■ SUPPLIED PASSAGE ■
City Council Does Not Take Action on Bike Culver City’s Request

The City Council did not take action on providing a letter of support to “Bike Culver City” for its grant application, though Mayor Yasmine-Imani McMorrin and Council Member Freddy Puza offered support after reading through the grant request and requirements. That application is for the Southern California Association of Governments (SCAG) Go Human Community Streets Program. According to the SCAG website, the program aims to “build street-level community resiliency and increase the safety of people most harmed by traffic injuries and fatalities”.

The SCAG Go Human Community Streets Program intends to award approximately 12 eligible applicants with up to $30,000 in grant funding to support projects that implement traffic safety strategies including but not limited to messaging, education, engagement activities, leadership development, community assessment or resource distribution. The program does not provide funding to make any physical changes within the City’s right-of-way. Only community-based organizations, nonprofits and social enterprises are eligible to apply. The application requires a letter of support from the local jurisdiction in which the project is being implemented.

Additional Council Decisions 

Additional items approved by the City Council include:

  • Approval of cash disbursements from February 3rd through February 16th, 2024.

■ ENTRIES SHOWN ■
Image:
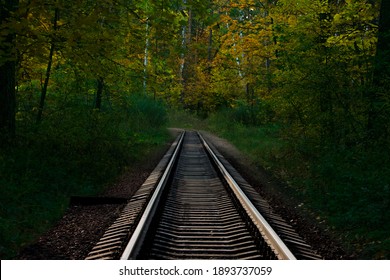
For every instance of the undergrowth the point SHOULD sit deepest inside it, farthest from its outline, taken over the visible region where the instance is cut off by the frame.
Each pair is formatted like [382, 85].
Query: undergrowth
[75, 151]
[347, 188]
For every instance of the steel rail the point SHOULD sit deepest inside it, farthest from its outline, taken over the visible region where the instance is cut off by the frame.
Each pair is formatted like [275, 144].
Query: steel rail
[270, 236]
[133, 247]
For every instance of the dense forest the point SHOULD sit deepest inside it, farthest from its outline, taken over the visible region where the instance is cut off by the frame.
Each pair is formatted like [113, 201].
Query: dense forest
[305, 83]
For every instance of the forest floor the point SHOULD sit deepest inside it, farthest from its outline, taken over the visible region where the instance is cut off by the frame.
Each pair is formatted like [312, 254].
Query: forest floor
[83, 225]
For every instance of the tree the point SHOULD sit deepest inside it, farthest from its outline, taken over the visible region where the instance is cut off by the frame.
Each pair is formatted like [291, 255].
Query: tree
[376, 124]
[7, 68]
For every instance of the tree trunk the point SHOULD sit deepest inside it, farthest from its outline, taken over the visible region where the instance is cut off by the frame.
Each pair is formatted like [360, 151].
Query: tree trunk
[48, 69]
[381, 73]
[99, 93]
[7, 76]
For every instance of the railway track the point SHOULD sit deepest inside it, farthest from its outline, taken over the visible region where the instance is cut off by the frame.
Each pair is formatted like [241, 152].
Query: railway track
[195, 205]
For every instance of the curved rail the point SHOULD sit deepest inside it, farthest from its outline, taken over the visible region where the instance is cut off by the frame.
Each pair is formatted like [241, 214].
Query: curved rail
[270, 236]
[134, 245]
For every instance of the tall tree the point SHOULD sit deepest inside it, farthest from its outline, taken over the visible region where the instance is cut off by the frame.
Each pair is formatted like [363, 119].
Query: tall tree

■ EXERCISE BRIEF ■
Continue the Culver City Council article from where it stops. The records are separate material that has nothing to do with the article on the Culver City Council.

■ EXPECTED ANSWER ■
  • Approval of minutes from the Regular City Council Meeting on February 12th, 2024.
  • Approved amended agreements with AssetWorks, Inc. for $389,433 ($285,133 for four years of annual licensing fees plus $104,300 in one-time training and implementation costs). The web-based, cloud-hosted fleet and facilities management system will be utilized by the Transportation Department, allowing for a more efficient and detailed Transportation Asset Management Master Plan.
  • Approval of a service agreement with Keen Independent Research LLC for $99,000 for Phase One Preparation of a Racial Equity Action Plan (REAP) for the City of Culver City. Through the REAP, the City aims to improve outcomes for all Culver City residents, and institute more targeted strategies to help improve outcomes for diverse community members that have been traditionally excluded from equitable opportunity and growth. The equity consultant will access inequity in the City’s practices, policies, and procedures. It will set goals that move the City toward equity using a results-based accountability model. And it will provide specific tools for City staff to apply the accountability model and a racial equity lens to daily work.
  • Approval of five-year services agreement with Marina Landscape Services, Inc. for $117,576 annually for the City-Wide Rain Gardens and Culver Boulevard Maintenance Program. The City has installed five rain gardens throughout the City to comply with stormwater compliance regulations.
  • Approval of services agreement with WBCP, Inc. for $57,500 for executive recruiting services for the City’s Transportation Department.
  • Approval of serves agreement with Insight Investment to provide investment advisory and portfolio management services. Based on the value of the City’s portfolio as of December 31, 2023, the annual cost of these services is anticipated to be approximately $80,000 in Year 1 of the agreement.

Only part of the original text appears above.